• Stored records:
^^^^

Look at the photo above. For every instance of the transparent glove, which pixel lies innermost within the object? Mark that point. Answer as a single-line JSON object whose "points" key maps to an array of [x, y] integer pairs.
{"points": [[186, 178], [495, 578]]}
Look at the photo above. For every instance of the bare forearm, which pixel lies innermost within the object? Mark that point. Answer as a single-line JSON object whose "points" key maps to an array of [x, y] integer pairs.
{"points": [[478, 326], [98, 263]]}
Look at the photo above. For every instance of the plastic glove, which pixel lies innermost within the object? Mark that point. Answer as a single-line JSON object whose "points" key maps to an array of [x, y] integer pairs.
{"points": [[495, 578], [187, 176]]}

^^^^

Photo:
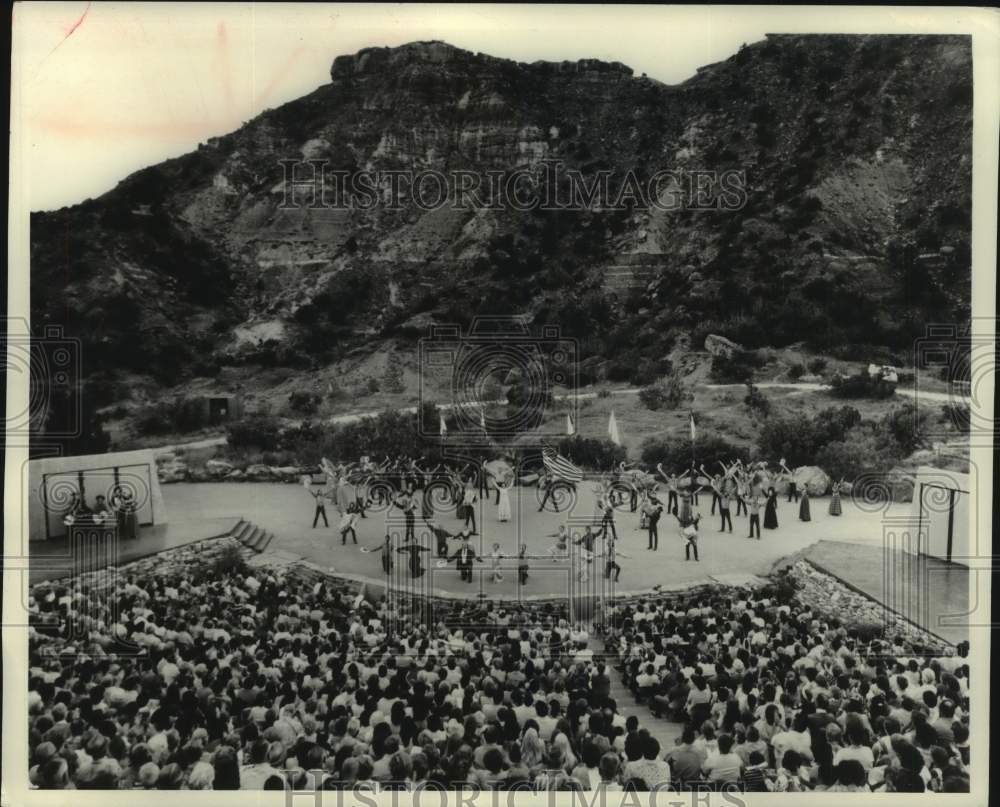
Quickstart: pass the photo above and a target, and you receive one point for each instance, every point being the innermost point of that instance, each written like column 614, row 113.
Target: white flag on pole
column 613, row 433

^^^^

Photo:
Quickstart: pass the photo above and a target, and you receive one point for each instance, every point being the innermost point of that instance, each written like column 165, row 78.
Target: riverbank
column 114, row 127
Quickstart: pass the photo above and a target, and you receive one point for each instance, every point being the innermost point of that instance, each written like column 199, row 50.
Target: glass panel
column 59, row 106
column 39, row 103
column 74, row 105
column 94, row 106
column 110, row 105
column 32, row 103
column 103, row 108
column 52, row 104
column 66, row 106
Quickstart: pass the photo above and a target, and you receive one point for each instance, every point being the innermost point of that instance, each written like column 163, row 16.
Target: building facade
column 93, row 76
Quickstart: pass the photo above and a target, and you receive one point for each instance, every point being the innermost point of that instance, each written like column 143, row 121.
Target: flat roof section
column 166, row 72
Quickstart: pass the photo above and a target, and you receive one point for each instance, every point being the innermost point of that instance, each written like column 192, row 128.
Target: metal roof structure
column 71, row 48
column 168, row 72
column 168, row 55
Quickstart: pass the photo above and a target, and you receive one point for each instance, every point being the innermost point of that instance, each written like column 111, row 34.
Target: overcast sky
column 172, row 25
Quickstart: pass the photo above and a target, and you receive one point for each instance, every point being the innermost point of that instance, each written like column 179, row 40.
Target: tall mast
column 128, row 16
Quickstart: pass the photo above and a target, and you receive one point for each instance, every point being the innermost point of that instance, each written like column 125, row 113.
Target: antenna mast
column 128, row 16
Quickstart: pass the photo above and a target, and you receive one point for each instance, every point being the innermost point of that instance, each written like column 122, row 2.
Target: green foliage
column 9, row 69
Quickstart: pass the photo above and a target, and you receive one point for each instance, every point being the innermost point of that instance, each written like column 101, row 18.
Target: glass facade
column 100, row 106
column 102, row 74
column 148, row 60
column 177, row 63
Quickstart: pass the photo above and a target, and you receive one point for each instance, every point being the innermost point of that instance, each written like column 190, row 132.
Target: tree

^^^^

• To be done:
Report how many lines in the data above contain the string "integer". Give only the number.

• Full output:
3